EXERCISE:
Identify each line in the records below that contains the word "leafy" and copy those lines.

Dataset rows showing where objects appear
#####
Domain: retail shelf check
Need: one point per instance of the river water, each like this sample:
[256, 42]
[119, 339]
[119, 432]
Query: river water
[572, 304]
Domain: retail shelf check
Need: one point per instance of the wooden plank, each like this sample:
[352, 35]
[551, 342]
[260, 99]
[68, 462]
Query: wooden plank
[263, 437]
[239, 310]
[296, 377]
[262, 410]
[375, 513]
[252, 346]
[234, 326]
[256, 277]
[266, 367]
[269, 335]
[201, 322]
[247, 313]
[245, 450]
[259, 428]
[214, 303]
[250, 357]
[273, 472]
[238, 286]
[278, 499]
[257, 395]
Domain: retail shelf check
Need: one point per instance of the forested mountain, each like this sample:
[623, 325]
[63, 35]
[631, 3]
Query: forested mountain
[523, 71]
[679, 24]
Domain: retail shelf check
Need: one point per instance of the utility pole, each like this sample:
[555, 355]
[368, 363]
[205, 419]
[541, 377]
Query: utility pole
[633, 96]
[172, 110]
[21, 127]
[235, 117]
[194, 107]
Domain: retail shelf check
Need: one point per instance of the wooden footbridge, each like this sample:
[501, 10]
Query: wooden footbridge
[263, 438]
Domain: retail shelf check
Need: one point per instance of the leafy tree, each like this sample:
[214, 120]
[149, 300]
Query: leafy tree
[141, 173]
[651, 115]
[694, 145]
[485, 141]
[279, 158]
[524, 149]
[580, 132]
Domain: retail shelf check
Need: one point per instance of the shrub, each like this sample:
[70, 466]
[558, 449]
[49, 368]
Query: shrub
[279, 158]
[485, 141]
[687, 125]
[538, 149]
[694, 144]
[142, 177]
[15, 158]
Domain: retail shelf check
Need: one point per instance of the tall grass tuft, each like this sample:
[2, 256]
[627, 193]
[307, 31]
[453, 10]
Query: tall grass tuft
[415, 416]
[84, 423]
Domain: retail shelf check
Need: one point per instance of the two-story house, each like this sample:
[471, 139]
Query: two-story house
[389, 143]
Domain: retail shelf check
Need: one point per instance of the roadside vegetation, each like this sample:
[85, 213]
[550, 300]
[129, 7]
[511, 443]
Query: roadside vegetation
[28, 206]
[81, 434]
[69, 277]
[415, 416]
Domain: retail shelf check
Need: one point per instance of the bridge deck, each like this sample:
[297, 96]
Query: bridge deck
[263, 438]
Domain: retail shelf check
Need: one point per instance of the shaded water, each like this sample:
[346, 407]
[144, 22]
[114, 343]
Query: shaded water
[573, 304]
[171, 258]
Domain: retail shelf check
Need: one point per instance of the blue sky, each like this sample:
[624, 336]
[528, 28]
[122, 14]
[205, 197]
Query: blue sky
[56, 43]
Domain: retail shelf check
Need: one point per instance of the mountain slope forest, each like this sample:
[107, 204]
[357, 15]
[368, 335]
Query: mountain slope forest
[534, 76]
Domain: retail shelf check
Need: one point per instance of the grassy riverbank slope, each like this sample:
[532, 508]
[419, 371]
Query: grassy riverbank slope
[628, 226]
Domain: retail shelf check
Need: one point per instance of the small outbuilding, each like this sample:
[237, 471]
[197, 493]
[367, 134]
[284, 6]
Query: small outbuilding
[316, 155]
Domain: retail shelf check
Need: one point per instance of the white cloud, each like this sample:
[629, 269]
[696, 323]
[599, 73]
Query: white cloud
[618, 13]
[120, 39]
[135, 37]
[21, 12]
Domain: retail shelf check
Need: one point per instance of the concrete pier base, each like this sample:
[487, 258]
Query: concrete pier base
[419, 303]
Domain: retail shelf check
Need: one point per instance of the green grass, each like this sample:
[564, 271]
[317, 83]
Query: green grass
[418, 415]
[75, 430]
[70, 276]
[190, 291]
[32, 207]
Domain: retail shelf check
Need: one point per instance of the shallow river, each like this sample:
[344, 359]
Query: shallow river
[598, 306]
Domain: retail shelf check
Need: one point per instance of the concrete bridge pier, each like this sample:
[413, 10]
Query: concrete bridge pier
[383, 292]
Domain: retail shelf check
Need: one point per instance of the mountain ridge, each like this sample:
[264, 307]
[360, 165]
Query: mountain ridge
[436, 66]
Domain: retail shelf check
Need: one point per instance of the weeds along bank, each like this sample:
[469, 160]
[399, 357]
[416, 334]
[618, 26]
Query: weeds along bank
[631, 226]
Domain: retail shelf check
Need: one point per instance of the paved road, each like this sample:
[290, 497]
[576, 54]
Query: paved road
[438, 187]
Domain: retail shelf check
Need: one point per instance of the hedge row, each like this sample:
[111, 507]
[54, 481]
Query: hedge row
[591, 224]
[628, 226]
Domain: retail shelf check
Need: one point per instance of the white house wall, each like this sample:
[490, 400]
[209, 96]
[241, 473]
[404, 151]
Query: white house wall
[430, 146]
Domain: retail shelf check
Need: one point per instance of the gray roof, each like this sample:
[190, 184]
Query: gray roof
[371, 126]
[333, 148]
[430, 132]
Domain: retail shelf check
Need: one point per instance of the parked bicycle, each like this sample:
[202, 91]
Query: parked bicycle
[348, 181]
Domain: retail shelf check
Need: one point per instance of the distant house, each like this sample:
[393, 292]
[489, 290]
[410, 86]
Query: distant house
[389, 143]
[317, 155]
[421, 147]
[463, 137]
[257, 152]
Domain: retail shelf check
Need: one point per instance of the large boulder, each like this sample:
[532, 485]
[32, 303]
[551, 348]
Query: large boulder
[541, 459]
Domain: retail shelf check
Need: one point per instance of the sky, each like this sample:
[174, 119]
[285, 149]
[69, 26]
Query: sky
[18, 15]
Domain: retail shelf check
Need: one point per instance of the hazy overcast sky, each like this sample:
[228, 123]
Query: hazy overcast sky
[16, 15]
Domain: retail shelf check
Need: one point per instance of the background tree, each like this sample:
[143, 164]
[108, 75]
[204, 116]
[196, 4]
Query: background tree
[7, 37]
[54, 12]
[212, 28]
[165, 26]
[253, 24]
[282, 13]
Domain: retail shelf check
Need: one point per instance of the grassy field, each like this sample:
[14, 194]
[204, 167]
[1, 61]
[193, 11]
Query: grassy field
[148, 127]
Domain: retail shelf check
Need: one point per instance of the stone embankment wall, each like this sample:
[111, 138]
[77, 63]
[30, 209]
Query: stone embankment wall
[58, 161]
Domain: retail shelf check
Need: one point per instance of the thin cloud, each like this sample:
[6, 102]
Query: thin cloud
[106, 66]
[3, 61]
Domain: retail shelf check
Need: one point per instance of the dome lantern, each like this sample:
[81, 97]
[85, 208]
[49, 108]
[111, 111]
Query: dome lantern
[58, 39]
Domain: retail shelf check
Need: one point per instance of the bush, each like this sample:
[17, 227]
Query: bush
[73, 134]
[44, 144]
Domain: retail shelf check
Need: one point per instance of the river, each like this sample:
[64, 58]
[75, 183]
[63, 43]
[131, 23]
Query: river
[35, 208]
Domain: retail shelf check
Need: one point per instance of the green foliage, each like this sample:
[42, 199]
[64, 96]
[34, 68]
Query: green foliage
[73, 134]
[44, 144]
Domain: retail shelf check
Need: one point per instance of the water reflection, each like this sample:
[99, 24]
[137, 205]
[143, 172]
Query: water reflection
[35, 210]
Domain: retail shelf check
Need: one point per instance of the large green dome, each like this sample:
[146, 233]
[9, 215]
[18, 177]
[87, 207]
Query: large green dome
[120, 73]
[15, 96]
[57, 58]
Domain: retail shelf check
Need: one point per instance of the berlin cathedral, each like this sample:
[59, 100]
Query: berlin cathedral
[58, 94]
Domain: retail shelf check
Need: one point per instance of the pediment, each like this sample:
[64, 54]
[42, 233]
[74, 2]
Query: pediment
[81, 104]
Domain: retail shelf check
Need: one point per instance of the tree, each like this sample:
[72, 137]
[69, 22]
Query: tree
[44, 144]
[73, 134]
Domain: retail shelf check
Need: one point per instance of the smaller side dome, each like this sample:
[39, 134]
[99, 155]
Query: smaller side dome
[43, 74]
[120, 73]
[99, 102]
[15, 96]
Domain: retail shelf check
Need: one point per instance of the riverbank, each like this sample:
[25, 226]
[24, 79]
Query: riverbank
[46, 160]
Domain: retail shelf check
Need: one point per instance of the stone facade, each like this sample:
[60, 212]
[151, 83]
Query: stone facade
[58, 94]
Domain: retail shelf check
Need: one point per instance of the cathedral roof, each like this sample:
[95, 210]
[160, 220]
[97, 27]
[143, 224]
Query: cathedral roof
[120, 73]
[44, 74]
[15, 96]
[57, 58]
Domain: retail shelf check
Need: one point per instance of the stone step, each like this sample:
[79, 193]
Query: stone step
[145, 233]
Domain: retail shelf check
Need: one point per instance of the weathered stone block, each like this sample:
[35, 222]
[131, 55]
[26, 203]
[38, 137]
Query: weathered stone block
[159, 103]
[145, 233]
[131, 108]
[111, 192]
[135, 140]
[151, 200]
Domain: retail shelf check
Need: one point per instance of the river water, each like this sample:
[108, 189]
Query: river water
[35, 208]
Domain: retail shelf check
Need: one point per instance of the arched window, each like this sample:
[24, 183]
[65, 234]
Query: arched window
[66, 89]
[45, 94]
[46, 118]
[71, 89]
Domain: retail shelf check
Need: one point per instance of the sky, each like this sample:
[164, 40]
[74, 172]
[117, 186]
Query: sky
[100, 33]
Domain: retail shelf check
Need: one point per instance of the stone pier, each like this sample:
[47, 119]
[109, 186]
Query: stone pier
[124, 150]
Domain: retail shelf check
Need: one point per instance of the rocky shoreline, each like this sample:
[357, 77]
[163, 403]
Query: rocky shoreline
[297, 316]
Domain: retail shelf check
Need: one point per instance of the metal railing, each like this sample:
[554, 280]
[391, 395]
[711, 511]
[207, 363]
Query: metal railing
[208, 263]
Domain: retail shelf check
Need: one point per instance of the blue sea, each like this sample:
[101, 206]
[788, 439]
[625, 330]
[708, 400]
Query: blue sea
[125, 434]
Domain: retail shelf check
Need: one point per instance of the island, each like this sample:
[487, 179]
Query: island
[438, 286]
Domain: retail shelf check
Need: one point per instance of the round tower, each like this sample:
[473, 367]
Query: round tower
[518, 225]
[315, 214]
#####
RESULT BELOW:
Need: one point per instance of the leafy tree, each like this sample:
Query: leafy tree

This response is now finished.